╭─ DATA EXCERPTS

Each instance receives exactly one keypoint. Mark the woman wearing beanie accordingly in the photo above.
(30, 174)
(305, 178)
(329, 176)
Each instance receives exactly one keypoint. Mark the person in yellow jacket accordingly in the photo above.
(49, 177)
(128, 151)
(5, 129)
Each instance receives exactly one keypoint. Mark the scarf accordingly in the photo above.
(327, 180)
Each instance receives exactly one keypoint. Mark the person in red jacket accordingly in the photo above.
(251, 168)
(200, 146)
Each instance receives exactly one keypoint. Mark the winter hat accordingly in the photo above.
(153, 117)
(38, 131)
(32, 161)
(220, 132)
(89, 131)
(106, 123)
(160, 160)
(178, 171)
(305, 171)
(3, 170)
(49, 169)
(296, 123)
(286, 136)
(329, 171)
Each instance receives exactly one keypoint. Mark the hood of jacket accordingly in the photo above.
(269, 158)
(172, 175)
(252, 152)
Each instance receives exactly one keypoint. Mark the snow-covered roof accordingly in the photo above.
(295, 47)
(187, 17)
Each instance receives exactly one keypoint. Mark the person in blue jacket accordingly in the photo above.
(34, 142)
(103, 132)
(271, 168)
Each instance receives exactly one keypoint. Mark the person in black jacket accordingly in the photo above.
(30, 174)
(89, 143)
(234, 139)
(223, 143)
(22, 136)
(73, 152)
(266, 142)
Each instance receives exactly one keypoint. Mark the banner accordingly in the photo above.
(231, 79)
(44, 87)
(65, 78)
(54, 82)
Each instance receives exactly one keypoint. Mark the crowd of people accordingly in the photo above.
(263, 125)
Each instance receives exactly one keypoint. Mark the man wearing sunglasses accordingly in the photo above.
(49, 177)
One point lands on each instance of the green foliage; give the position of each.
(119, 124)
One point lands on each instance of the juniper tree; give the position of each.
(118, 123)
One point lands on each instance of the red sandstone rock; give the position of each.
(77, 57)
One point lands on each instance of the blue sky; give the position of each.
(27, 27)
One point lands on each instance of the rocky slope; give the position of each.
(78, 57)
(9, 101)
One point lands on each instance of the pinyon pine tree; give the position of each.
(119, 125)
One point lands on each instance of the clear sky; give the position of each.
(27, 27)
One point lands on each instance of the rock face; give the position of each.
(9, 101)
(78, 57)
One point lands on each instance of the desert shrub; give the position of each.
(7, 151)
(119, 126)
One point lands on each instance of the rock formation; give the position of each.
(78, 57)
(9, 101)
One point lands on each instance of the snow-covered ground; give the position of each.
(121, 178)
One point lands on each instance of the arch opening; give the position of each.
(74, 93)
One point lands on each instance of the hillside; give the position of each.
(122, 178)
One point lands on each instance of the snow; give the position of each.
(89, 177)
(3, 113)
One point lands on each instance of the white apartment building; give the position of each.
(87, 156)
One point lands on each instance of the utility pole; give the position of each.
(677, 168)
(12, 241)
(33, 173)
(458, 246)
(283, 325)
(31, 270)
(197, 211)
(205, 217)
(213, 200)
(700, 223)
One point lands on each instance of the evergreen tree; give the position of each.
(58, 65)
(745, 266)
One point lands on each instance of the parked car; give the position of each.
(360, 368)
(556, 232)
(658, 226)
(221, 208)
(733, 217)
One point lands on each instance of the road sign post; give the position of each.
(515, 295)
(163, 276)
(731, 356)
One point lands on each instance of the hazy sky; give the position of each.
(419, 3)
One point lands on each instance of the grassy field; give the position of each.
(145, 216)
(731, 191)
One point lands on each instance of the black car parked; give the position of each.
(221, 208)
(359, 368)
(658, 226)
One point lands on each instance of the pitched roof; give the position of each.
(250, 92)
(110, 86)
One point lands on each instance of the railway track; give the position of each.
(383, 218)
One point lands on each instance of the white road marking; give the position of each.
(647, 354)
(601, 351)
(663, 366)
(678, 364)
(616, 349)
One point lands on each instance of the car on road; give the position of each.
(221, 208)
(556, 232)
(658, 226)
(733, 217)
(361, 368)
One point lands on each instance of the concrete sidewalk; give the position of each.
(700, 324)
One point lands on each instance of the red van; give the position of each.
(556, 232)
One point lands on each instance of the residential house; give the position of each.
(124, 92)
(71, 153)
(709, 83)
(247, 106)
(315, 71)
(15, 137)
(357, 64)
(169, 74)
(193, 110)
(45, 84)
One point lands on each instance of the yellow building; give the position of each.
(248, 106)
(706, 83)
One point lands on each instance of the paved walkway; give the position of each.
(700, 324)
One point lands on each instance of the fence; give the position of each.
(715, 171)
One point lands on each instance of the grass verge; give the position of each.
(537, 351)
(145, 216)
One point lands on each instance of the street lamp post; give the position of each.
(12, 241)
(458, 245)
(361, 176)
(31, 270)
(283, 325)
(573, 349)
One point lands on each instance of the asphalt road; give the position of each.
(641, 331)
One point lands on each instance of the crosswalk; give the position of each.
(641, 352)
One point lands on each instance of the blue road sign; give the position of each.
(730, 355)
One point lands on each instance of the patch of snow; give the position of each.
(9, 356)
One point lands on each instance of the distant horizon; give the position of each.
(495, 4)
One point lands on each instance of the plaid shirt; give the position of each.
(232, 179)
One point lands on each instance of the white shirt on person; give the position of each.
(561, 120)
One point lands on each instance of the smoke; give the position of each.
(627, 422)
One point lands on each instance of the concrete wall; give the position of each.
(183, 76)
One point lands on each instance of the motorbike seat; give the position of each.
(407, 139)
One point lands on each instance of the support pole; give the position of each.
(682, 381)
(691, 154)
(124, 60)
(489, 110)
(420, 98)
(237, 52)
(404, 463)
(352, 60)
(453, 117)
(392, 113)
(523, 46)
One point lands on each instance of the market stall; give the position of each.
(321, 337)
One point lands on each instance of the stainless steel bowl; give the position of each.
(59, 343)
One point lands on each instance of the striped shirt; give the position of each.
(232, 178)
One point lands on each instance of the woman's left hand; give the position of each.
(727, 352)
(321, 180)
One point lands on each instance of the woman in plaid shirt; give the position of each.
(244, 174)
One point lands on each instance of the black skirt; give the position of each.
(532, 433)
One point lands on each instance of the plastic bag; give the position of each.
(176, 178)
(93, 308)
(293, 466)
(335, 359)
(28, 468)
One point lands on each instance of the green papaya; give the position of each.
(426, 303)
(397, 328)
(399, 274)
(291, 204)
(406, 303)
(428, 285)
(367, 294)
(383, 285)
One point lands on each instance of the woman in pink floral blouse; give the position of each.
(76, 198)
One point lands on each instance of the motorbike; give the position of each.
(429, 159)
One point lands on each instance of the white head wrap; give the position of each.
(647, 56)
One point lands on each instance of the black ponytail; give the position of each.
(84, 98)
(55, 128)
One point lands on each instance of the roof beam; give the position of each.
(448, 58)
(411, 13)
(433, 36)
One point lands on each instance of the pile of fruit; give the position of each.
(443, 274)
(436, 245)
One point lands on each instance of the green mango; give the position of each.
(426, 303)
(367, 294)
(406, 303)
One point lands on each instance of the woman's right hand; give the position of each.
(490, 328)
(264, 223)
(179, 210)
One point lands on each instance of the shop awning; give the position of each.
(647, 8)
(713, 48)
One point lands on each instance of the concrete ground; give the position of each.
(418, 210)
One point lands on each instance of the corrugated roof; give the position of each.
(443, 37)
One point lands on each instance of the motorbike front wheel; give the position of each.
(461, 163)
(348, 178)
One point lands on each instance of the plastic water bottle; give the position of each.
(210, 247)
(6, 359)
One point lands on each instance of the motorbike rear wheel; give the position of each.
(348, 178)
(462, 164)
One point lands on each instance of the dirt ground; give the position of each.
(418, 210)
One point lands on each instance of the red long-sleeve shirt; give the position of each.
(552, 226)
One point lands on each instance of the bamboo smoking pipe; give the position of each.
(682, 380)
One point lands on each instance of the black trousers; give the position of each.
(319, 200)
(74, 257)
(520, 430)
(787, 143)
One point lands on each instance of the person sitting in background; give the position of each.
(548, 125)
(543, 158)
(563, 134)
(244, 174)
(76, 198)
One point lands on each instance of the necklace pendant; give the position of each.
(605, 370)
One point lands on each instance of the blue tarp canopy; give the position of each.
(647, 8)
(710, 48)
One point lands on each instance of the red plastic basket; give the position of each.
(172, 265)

╰─

» **PROBLEM STATEMENT**
Please turn the lines of the material into a Markdown table, starting with the line that contains "One point lands on each instance of the dirt" and going on through the last line of the material, both ends included, with blank lines left out. Use two columns: "No." for the row number and "Text" for the line itself.

» **THE RESPONSE**
| No. | Text |
|---|---|
| 1 | One point lands on each instance of the dirt ground; give the position of each. |
| 2 | (418, 210) |
| 3 | One point lands on each instance of the red long-sleeve shirt; give the position of each. |
| 4 | (552, 226) |
| 5 | One point lands on each instance of the bamboo smoking pipe; give the position of each. |
| 6 | (682, 380) |
| 7 | One point lands on each instance of the black trousers; give the position of each. |
| 8 | (319, 200) |
| 9 | (74, 257) |
| 10 | (520, 430) |
| 11 | (787, 143) |
| 12 | One point lands on each instance of the person sitting in background; give the position of each. |
| 13 | (548, 125) |
| 14 | (543, 158) |
| 15 | (563, 134) |
| 16 | (244, 174) |
| 17 | (76, 198) |
| 18 | One point lands on each instance of the necklace pendant; give the position of each. |
| 19 | (605, 370) |
| 20 | One point lands on each instance of the blue tarp canopy; give the position of each. |
| 21 | (647, 8) |
| 22 | (710, 48) |
| 23 | One point lands on each instance of the red plastic basket; give the position of each. |
| 24 | (172, 265) |